MATERIAL DE ENTRADA:
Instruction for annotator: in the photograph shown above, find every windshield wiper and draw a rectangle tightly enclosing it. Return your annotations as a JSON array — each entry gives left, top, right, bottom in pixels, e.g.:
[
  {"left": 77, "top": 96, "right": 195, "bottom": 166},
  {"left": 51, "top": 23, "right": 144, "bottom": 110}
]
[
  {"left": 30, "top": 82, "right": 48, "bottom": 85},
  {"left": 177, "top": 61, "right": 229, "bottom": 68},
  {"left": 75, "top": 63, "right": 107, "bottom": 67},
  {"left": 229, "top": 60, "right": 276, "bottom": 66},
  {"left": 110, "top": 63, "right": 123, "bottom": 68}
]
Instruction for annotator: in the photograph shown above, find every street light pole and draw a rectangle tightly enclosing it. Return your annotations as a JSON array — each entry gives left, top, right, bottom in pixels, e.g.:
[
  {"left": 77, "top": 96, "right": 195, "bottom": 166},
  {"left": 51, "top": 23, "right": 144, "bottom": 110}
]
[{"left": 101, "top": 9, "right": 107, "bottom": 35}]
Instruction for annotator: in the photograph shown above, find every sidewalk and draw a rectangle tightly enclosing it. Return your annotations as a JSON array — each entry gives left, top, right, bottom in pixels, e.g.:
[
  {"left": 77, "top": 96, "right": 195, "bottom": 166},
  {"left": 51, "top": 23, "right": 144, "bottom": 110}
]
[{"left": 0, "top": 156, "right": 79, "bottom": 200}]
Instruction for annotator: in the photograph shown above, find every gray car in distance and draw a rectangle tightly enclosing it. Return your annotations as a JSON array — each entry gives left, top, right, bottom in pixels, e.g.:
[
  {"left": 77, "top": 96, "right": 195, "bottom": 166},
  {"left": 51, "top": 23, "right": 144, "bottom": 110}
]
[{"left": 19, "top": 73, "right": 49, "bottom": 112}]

O QUE SE PEDE: Conte quantas linhas dos registros contêm a palavra "street", diferenciando maiúsculas de minúsculas. Por favor, responda só com o número.

RESPOSTA À TAREFA: 1